Page>
**********

Exact Sciences Corporation

 

Non-Employee Director Compensation Policy

 

The purpose of this Director Compensation Policy of Exact Sciences Corporation, a Delaware corporation (the “Company”), is to provide a total compensation package that enables the Company to attract and retain, on a long-term basis, high caliber directors who are not employees or officers of the Company or its subsidiaries.

 

In furtherance of the purpose stated above, all non-employee directors shall be paid compensation for services provided to the Company as set forth below:

 

A.            Initial Compensation

 

Upon his or her initial election to the board, a new director shall receive stock options having a value equal to $50,000.  Such options shall vest annually over three years (1/3 on the first anniversary of the grant, 1/3 on the second anniversary of the grant and 1/3 on the third anniversary of the grant).  If a director ceases to serve as a director before such stock options are fully vested due to death, or if there is a Change in Control prior to such vesting, then such options shall become fully vested as of the date of such death or Change in Control, as applicable.

**********

Record set>
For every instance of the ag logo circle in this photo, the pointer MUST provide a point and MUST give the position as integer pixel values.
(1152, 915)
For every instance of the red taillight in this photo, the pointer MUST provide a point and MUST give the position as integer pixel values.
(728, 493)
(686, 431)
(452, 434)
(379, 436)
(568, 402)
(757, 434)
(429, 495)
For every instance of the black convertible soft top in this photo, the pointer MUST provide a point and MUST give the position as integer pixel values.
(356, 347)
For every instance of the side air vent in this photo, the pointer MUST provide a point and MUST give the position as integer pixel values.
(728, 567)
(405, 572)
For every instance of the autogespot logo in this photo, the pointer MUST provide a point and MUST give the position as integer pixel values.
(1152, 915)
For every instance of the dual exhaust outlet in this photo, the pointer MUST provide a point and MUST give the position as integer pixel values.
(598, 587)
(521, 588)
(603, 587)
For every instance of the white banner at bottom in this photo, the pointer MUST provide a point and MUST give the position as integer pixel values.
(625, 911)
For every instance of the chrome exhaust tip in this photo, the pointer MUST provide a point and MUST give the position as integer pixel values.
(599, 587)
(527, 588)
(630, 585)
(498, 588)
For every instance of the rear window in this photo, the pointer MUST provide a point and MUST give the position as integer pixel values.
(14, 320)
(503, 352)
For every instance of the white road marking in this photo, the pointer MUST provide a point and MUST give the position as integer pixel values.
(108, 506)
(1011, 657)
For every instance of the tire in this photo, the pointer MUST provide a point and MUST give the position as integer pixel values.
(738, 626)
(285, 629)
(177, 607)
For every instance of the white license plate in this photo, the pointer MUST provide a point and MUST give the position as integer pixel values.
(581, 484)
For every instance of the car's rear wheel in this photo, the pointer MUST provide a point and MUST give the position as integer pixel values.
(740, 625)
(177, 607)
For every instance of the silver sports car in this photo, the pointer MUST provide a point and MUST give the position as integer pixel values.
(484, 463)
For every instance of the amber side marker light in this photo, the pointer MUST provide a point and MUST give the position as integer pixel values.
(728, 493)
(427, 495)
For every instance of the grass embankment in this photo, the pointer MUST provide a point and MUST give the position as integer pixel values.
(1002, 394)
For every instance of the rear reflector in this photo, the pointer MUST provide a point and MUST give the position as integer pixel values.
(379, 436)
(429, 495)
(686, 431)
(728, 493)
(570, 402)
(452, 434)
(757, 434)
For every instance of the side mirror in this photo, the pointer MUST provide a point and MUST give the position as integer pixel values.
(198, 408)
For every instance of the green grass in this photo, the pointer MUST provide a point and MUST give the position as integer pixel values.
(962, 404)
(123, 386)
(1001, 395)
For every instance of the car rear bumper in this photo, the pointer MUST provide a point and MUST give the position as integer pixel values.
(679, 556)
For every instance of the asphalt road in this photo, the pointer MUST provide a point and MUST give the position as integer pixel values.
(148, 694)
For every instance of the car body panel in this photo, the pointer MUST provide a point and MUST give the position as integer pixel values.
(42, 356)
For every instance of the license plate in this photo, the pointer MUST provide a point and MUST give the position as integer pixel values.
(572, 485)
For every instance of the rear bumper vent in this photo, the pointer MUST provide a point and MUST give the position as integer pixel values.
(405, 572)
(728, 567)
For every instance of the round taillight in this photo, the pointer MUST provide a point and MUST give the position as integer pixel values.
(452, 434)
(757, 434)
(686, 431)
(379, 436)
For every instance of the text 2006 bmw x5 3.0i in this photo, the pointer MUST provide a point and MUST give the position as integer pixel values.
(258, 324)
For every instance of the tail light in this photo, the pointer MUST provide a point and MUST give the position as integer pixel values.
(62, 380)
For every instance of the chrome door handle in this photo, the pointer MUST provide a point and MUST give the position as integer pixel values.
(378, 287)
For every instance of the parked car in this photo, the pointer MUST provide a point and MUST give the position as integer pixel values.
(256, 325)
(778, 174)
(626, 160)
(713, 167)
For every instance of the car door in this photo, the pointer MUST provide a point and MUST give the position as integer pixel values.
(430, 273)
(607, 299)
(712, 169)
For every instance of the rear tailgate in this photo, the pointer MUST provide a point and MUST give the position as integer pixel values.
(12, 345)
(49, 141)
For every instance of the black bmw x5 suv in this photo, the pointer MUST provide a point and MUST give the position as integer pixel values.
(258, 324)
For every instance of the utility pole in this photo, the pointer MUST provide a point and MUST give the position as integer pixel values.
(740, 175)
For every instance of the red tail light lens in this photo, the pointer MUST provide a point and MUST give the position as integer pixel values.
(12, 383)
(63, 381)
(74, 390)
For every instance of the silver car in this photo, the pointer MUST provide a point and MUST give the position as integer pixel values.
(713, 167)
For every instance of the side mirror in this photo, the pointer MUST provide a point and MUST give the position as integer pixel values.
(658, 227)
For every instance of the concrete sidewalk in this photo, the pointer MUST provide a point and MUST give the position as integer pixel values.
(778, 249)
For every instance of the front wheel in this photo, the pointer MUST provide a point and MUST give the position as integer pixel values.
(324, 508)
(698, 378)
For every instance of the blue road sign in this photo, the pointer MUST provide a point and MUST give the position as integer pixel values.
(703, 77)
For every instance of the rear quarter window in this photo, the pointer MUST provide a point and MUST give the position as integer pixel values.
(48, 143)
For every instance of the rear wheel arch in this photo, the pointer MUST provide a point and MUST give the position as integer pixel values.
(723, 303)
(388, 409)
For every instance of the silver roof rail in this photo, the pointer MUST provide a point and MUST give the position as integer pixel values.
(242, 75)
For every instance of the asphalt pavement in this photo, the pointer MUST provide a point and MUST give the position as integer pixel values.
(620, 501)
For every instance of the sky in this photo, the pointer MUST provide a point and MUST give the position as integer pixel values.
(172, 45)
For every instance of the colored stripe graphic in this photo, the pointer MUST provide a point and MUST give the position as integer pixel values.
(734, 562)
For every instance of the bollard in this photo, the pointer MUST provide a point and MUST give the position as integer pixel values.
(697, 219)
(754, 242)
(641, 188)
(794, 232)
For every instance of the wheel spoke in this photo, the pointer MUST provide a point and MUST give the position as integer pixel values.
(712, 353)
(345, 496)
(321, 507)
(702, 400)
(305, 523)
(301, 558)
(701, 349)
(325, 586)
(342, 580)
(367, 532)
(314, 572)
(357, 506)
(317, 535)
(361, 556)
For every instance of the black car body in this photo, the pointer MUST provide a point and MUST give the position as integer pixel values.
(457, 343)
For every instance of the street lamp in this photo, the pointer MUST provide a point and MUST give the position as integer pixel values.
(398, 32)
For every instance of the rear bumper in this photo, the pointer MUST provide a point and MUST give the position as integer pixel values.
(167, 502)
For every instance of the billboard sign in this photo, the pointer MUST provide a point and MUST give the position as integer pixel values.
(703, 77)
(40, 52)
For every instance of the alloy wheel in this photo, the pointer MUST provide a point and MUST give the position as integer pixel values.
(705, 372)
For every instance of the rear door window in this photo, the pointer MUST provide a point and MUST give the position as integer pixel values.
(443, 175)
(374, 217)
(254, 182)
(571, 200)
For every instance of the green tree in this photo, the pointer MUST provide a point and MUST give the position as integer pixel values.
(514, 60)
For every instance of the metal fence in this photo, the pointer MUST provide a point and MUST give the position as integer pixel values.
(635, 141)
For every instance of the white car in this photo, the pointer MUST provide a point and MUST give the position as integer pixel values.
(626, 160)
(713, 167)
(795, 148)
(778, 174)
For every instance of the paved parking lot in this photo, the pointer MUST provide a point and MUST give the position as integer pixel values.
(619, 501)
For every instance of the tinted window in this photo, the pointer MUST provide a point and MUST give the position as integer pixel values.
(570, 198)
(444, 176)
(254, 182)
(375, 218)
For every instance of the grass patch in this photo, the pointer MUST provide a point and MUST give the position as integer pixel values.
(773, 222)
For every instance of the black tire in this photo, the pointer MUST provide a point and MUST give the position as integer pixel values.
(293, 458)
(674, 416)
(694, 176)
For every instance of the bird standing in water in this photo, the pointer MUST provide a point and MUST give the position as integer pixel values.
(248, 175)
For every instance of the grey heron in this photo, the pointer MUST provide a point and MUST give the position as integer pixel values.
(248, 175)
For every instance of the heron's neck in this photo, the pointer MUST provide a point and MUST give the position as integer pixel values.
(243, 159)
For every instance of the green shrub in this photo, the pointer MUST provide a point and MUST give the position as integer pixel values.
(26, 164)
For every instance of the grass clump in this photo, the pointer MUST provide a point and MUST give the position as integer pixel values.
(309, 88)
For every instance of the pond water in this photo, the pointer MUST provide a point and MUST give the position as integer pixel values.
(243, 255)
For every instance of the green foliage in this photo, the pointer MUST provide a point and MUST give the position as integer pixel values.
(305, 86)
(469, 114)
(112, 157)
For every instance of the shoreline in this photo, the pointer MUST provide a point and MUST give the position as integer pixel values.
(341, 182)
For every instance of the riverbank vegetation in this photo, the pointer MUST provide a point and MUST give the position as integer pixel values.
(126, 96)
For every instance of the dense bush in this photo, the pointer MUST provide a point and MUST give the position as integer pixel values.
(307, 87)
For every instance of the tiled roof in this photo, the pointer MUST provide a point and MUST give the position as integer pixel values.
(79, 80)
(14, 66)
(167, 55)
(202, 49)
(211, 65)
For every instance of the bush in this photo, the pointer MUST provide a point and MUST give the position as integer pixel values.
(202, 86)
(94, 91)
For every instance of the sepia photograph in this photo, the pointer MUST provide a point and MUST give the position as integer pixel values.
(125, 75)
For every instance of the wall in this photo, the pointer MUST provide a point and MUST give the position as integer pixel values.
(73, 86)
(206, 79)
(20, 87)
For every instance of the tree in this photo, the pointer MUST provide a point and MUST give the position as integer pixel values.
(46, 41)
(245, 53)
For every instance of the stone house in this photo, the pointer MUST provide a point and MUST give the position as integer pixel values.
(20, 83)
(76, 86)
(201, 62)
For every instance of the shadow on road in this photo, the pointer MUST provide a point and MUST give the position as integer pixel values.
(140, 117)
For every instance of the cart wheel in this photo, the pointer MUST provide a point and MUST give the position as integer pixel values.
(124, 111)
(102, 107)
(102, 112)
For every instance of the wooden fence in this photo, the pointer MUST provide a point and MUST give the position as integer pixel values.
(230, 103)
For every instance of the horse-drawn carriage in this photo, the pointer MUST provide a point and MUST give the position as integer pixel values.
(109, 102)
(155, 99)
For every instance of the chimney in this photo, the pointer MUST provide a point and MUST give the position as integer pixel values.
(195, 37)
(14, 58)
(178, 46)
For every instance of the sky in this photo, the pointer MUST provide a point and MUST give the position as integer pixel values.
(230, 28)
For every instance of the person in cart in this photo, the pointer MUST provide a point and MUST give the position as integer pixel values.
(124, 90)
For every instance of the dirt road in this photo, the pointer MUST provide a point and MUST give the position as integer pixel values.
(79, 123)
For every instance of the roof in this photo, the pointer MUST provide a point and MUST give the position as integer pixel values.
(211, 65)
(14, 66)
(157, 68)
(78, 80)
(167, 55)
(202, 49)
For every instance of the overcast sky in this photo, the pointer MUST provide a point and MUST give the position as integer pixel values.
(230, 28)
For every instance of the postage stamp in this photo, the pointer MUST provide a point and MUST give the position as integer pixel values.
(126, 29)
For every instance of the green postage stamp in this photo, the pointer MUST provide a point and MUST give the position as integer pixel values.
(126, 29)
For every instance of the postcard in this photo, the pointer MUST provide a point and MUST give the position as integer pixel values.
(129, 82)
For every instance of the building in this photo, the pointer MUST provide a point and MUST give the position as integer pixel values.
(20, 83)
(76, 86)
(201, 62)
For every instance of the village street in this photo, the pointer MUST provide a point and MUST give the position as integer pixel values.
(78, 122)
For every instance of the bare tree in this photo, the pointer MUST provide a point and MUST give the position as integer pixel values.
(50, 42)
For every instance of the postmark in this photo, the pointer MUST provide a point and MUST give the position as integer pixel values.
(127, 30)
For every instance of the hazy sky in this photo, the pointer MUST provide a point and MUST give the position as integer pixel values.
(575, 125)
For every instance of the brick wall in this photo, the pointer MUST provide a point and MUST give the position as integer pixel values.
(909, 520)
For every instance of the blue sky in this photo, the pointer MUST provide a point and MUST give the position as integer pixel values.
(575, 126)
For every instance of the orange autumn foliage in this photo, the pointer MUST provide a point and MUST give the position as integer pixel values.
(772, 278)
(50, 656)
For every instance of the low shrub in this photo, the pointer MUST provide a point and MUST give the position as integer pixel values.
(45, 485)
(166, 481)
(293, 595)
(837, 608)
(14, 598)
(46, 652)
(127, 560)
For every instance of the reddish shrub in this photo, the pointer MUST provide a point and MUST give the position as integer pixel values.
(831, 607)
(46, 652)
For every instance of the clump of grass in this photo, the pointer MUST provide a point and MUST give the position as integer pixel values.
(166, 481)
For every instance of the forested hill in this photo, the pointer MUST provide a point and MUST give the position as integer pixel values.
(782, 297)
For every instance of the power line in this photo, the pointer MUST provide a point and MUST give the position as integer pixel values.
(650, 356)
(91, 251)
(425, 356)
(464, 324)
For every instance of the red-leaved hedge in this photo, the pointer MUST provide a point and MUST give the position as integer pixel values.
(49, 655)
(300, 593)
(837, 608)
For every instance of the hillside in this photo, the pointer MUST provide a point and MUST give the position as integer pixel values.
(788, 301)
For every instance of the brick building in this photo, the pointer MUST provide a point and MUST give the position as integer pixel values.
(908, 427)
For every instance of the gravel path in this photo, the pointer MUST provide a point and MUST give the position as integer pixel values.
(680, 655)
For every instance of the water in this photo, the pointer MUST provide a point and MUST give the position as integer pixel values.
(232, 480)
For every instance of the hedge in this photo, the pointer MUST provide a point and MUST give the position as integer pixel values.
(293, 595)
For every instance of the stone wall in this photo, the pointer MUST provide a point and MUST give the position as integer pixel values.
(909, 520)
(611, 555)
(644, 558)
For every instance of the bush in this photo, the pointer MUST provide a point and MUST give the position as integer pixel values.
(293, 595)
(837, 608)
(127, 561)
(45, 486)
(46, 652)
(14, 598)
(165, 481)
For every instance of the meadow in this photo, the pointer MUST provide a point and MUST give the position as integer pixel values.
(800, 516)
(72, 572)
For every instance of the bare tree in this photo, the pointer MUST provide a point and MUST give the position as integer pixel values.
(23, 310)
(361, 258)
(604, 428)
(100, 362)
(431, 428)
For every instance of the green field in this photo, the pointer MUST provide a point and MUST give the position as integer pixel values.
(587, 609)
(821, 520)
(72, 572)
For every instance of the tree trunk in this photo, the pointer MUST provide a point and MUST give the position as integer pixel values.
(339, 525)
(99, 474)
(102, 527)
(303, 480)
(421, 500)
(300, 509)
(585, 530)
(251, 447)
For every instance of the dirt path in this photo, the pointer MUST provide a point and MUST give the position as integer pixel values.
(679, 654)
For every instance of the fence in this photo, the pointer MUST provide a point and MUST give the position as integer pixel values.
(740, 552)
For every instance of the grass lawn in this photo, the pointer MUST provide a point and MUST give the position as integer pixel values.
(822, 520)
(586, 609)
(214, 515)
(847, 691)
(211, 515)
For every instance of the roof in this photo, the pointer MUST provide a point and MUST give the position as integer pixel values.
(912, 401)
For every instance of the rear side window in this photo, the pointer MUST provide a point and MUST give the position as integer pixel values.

**********

Tasks for this exercise>
A: Under the director compensation policy, what value of stock options does a new director receive upon initial election to the board?
B: Restate the passage of the director compensation policy that begins with the words "In furtherance of" and ends after "Control, as applicable.", substituting "Change of Control" for "Change in Control" throughout.

Task answers>
A: A new director receives stock options having a value equal to $50,000.

B:
In furtherance of the purpose stated above, all non-employee directors shall be paid compensation for services provided to the Company as set forth below:

 

A.            Initial Compensation

 

Upon his or her initial election to the board, a new director shall receive stock options having a value equal to $50,000.  Such options shall vest annually over three years (1/3 on the first anniversary of the grant, 1/3 on the second anniversary of the grant and 1/3 on the third anniversary of the grant).  If a director ceases to serve as a director before such stock options are fully vested due to death, or if there is a Change of Control prior to such vesting, then such options shall become fully vested as of the date of such death or Change of Control, as applicable.